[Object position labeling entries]
-=-=-
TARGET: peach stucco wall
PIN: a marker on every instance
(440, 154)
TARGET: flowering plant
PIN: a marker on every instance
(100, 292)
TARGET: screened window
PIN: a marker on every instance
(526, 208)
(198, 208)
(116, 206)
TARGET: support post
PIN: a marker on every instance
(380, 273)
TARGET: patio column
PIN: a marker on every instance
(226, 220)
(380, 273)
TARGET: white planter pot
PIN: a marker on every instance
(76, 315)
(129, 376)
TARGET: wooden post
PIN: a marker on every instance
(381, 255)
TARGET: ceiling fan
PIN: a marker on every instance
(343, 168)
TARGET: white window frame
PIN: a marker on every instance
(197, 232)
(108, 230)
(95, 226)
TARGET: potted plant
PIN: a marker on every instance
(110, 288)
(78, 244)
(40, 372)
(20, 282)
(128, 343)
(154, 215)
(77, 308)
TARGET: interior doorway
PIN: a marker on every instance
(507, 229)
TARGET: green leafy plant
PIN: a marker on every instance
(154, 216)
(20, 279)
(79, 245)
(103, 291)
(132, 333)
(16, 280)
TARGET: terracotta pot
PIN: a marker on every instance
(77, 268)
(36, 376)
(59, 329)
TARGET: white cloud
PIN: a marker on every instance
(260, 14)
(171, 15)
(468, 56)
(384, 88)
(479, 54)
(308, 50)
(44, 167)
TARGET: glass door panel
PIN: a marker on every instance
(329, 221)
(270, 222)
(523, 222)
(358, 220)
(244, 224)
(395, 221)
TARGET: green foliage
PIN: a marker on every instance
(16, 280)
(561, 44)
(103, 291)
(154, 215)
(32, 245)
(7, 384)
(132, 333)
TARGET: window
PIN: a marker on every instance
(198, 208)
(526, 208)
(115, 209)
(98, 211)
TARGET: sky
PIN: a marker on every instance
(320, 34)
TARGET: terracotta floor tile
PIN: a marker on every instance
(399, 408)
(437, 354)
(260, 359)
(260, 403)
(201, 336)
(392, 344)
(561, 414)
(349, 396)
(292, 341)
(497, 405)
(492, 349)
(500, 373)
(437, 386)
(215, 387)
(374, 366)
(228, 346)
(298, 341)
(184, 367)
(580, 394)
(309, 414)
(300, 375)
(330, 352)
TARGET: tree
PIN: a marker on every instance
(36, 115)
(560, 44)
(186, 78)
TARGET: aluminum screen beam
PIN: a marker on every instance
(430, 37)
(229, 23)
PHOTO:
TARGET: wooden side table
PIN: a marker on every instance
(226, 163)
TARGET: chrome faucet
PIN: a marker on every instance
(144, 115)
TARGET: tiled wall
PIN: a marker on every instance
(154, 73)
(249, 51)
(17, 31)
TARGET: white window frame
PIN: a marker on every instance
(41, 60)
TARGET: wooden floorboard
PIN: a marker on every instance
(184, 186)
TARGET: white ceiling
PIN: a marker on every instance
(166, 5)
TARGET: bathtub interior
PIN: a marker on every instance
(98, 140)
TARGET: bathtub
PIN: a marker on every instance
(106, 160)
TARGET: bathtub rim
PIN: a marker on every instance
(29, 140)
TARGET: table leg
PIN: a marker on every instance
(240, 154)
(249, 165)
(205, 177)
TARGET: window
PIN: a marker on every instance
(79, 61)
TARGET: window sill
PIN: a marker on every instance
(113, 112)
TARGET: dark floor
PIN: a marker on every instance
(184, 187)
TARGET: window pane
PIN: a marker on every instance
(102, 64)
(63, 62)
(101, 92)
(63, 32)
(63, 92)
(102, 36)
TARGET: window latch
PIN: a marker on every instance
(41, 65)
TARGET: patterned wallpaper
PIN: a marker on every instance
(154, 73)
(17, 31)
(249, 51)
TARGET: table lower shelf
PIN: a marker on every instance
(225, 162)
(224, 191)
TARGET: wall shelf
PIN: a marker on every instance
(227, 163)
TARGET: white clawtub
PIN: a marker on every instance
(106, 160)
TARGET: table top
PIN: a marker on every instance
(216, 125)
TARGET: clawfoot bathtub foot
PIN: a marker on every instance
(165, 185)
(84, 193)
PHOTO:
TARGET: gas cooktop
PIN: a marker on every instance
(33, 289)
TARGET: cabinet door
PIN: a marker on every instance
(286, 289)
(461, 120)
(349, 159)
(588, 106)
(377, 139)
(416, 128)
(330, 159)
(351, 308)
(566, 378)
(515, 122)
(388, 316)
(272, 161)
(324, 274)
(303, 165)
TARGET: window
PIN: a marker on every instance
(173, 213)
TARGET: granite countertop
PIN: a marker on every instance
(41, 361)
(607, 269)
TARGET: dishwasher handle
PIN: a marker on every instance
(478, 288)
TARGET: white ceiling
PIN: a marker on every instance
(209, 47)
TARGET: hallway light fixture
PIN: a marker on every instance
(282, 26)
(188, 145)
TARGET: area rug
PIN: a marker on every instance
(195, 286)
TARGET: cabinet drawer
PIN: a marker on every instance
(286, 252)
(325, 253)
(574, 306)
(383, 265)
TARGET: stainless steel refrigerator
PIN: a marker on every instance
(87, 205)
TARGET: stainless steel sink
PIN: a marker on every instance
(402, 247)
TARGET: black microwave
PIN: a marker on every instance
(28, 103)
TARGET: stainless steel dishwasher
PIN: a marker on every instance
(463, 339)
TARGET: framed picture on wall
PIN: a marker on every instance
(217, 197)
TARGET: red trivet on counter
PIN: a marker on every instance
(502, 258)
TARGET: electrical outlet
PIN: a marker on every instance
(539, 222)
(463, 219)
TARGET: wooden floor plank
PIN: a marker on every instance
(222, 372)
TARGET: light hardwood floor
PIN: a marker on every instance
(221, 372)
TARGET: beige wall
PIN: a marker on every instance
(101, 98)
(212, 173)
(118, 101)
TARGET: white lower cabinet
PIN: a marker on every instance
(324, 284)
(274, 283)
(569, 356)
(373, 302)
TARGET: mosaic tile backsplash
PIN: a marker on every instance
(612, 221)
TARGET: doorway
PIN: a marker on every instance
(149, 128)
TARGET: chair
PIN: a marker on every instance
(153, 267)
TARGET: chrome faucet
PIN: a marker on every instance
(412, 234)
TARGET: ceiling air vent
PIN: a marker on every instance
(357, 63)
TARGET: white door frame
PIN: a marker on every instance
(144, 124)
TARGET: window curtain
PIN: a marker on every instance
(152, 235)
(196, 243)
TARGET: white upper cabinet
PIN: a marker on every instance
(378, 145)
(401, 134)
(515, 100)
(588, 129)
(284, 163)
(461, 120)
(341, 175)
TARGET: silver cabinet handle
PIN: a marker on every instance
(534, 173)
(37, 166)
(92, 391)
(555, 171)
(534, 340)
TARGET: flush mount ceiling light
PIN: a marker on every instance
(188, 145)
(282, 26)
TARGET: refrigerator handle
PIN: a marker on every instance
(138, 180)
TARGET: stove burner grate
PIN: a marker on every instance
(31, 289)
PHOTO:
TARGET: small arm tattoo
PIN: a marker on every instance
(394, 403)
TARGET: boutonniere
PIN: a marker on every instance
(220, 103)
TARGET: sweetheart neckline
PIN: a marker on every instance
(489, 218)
-=-=-
## OBJECTIVE
From the line with "TARGET: white door frame" to the last line of the material, give every line again exactly, and only those lines.

## RESULT FOR THIS TASK
TARGET: white door frame
PIN: a marker on every instance
(144, 124)
TARGET: window curtain
PIN: a marker on every instance
(152, 235)
(196, 243)
TARGET: white upper cabinet
PIN: a marker on every instance
(378, 145)
(401, 134)
(515, 100)
(588, 129)
(284, 163)
(461, 120)
(341, 175)
TARGET: silver cabinet handle
PIN: a marker on every instance
(534, 173)
(37, 166)
(92, 391)
(555, 171)
(534, 340)
TARGET: flush mount ceiling light
PIN: a marker on every instance
(188, 145)
(282, 26)
TARGET: refrigerator handle
PIN: a marker on every instance
(138, 180)
TARGET: stove burner grate
PIN: a marker on every instance
(31, 289)
PHOTO:
TARGET: small arm tattoo
PIN: a marker on every instance
(394, 403)
TARGET: boutonniere
PIN: a marker on every instance
(220, 103)
TARGET: sweetheart neckline
PIN: a marker on every instance
(489, 218)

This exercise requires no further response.